(DATA SUPPLIED)

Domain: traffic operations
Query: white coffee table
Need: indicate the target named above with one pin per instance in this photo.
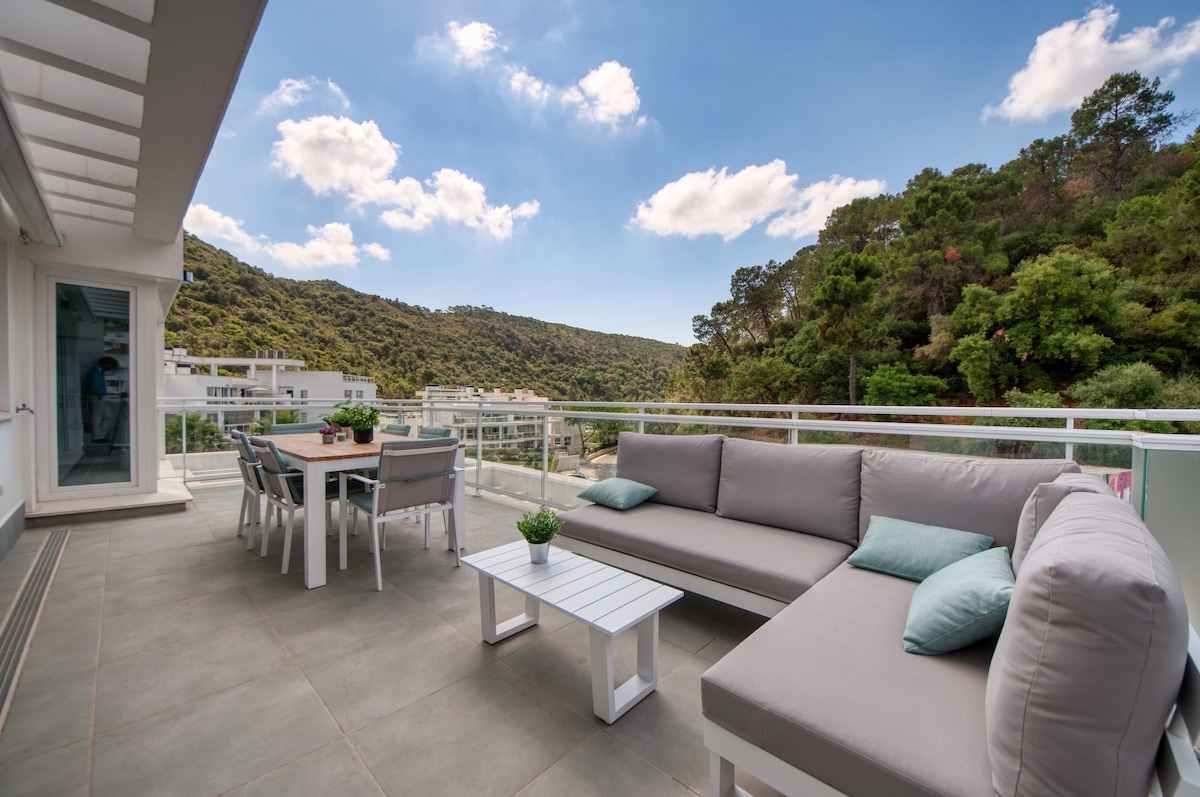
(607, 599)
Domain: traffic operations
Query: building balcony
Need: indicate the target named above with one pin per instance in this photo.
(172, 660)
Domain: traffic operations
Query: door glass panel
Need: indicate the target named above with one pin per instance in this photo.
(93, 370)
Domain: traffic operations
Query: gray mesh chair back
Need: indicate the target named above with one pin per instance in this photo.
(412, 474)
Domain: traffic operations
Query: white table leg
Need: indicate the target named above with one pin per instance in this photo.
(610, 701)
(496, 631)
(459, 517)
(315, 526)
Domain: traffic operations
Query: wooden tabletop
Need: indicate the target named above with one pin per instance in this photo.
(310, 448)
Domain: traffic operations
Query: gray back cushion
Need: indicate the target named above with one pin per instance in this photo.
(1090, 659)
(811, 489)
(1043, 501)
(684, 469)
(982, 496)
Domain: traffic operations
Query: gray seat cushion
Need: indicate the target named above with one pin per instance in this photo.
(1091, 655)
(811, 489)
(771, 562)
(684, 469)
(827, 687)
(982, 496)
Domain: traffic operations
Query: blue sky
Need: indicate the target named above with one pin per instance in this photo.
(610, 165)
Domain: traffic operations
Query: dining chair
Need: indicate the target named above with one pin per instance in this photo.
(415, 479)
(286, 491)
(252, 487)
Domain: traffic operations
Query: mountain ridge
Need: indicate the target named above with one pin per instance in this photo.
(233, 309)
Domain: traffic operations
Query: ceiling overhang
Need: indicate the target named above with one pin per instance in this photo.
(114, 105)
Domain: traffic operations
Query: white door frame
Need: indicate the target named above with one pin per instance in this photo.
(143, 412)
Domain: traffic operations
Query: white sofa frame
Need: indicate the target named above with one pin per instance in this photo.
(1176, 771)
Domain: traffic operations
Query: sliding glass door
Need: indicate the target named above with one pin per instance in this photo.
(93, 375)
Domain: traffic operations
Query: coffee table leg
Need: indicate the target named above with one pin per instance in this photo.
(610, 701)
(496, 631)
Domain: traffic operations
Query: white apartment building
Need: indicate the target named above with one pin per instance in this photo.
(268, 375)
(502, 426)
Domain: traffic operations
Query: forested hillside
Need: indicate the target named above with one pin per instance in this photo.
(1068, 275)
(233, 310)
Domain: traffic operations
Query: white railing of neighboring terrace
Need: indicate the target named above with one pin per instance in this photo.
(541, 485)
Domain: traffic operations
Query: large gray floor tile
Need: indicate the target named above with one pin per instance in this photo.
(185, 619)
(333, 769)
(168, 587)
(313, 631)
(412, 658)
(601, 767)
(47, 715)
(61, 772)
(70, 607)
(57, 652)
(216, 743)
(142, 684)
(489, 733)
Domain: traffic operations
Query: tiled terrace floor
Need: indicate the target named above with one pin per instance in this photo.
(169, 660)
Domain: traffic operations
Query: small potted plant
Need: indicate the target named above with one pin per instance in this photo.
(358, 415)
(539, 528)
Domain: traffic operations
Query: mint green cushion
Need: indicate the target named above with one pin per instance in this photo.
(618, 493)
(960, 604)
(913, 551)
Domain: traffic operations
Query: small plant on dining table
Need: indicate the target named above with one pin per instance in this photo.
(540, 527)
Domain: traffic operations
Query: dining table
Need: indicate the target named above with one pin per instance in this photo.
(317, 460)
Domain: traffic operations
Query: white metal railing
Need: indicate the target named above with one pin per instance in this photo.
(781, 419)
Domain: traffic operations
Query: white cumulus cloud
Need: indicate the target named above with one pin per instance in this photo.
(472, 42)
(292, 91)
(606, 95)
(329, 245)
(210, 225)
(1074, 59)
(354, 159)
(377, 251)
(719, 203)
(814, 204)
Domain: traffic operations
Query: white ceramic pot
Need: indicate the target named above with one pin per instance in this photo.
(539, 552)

(End DATA SUPPLIED)
(DATA SUPPLIED)

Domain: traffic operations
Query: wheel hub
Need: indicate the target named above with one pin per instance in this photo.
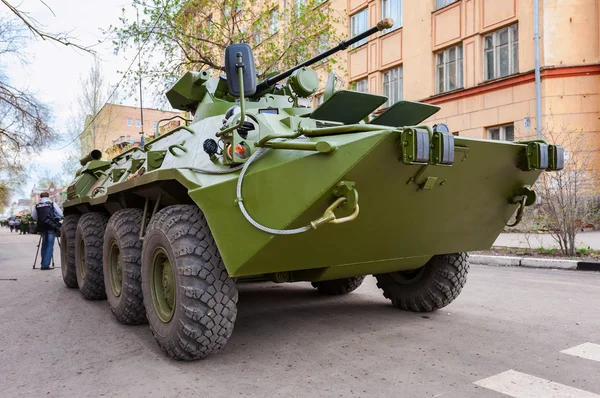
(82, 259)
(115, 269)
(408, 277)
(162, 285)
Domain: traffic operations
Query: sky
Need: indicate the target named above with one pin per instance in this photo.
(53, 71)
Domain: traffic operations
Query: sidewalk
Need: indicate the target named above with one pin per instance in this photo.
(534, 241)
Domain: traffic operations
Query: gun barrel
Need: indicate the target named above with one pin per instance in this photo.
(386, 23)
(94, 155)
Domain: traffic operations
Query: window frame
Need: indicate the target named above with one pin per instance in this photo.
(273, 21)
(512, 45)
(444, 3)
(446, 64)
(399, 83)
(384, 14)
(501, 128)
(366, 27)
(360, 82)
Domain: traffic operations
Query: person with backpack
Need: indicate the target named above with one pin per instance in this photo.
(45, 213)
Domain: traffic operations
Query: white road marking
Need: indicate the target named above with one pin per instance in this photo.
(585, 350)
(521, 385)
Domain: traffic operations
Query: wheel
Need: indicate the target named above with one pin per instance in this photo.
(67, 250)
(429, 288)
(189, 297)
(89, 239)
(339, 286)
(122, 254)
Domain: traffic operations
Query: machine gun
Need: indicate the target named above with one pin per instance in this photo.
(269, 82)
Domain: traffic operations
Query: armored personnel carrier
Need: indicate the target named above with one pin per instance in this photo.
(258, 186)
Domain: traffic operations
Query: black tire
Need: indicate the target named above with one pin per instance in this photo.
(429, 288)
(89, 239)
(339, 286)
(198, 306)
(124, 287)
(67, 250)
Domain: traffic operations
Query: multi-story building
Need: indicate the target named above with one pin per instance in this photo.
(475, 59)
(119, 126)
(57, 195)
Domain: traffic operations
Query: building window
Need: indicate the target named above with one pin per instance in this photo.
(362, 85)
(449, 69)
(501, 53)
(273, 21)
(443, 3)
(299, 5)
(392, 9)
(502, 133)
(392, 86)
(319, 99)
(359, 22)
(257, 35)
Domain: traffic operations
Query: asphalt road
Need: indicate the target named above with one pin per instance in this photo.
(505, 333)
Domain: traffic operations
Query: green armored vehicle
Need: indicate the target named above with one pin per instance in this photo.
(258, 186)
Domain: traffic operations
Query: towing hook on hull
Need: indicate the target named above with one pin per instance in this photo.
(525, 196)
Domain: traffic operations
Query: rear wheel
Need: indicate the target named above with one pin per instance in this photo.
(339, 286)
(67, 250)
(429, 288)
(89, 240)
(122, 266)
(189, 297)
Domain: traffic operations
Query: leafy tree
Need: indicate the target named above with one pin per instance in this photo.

(End DATA SUPPLIED)

The answer is the lines above between the line holding "Query: large gray floor tile" and the line holding "Query: tiled terrace floor", inclusive, each written out exactly, and no others.

◆ **YOUR SOLUTION**
Query: large gray floor tile
Need: indicate the target named above with one pin per instance in this photo.
(185, 619)
(333, 769)
(168, 587)
(313, 631)
(412, 658)
(601, 767)
(47, 715)
(61, 772)
(70, 607)
(57, 652)
(216, 743)
(142, 684)
(489, 733)
Domain: traffic operations
Query: tiled terrace floor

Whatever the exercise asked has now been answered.